* **Description of the task**
Identify every line in the records below that contains the string "given", and copy each such line. Treat uppercase and lowercase as different.

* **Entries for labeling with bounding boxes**
[start]

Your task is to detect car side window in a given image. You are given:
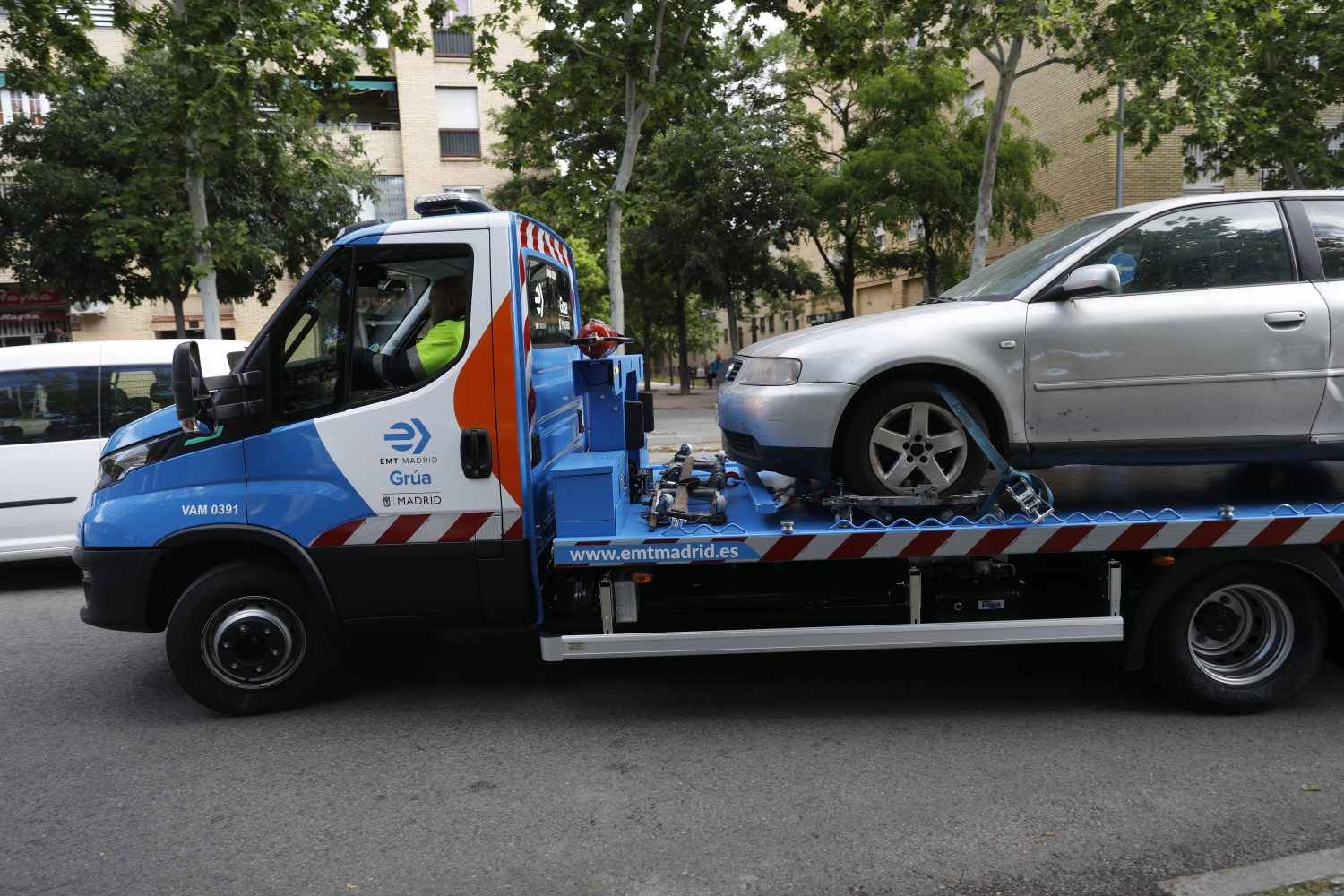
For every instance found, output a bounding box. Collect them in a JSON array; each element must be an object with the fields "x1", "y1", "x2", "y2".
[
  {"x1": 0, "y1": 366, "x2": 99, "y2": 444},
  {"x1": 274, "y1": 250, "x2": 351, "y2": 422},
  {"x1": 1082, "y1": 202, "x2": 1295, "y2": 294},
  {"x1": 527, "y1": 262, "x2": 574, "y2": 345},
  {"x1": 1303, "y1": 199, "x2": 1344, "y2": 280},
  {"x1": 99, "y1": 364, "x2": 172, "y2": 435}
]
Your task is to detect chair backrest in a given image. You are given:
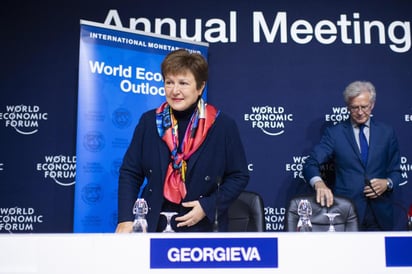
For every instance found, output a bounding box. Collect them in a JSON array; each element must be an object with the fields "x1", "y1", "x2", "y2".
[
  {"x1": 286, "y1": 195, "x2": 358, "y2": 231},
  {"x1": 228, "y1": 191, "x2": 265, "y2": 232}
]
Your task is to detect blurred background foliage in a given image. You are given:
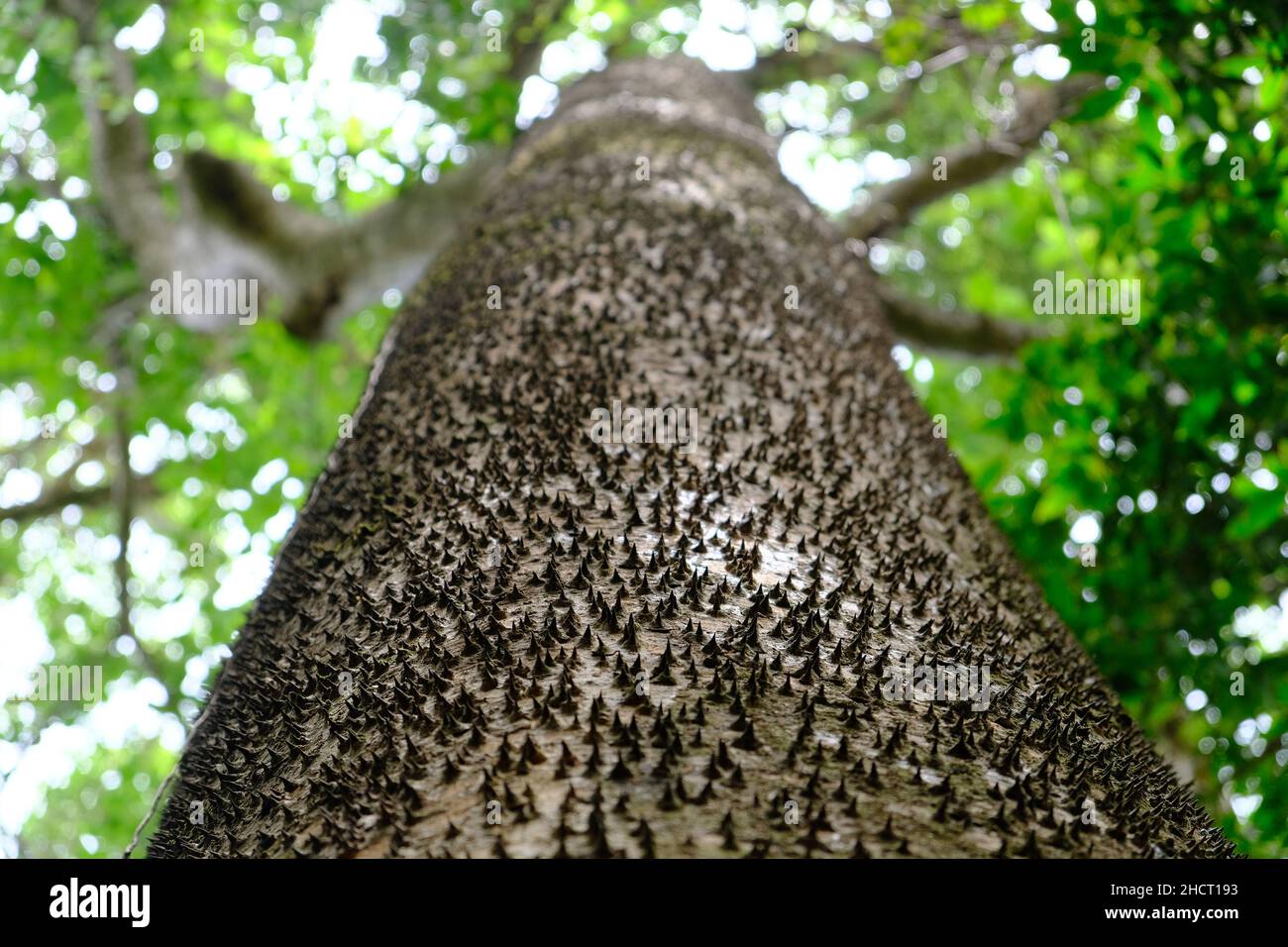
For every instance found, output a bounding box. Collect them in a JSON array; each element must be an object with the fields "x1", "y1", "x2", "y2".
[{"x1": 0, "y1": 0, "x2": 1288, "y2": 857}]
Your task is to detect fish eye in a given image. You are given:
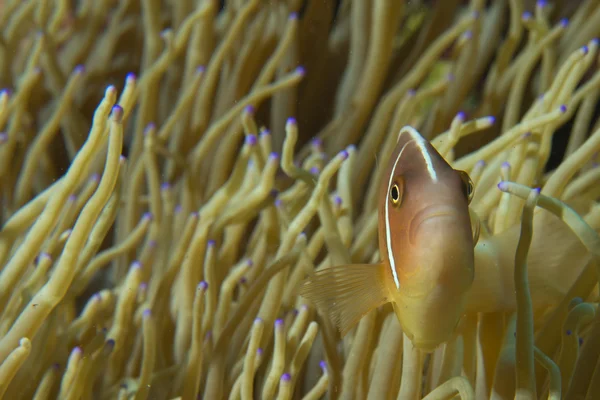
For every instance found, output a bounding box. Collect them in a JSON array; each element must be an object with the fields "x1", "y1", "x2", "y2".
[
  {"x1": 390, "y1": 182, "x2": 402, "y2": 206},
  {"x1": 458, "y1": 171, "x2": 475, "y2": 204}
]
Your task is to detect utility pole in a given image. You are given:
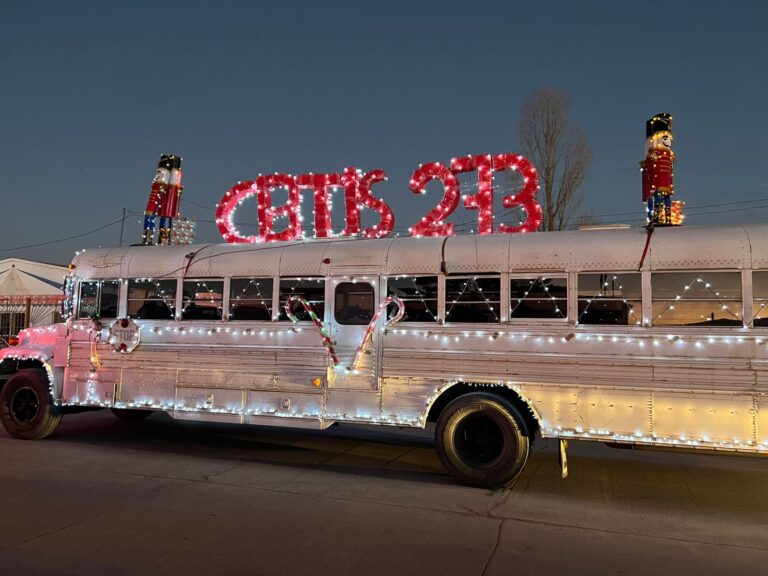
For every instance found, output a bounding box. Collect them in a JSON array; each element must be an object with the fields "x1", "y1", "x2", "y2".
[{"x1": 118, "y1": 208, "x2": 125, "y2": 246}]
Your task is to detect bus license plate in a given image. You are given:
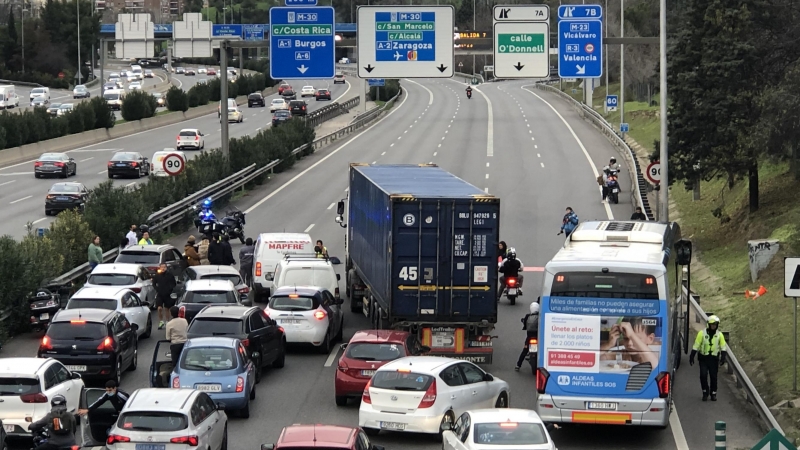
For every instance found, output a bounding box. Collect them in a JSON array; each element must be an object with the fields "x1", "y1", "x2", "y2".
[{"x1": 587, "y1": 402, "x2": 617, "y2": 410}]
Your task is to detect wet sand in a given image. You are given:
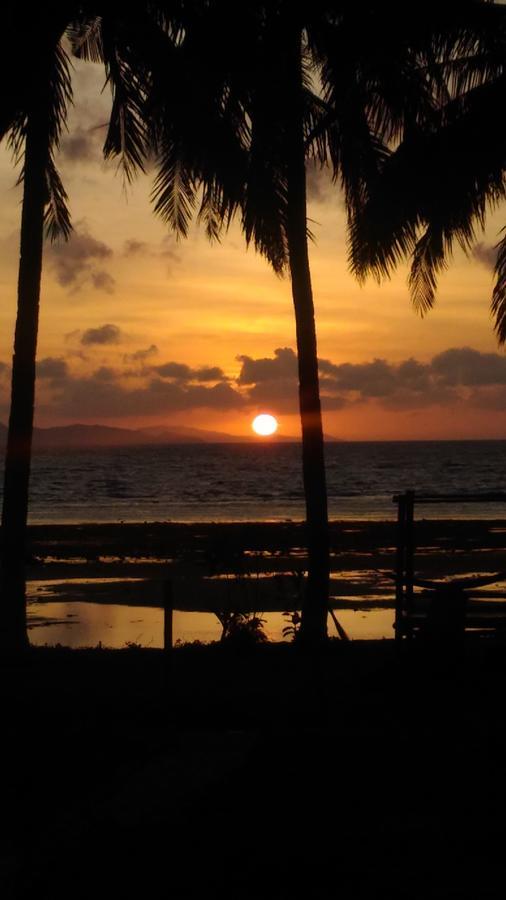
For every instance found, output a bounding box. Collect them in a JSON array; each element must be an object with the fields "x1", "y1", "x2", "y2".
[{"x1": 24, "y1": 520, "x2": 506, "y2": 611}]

[end]

* **Answer below**
Your task is to detect car side window in a given image. You are given:
Your task is to detect chair backrest in a given image. You are given:
Your task is to detect blurred background foliage in a given image. You are given:
Your task is to detect fish eye in a given image. You are given:
Your task is to detect utility pole in a given image. You are given:
Your task is to detect bus license plate in a given image. You are given:
Your task is to detect wet sand in a given image. You are given:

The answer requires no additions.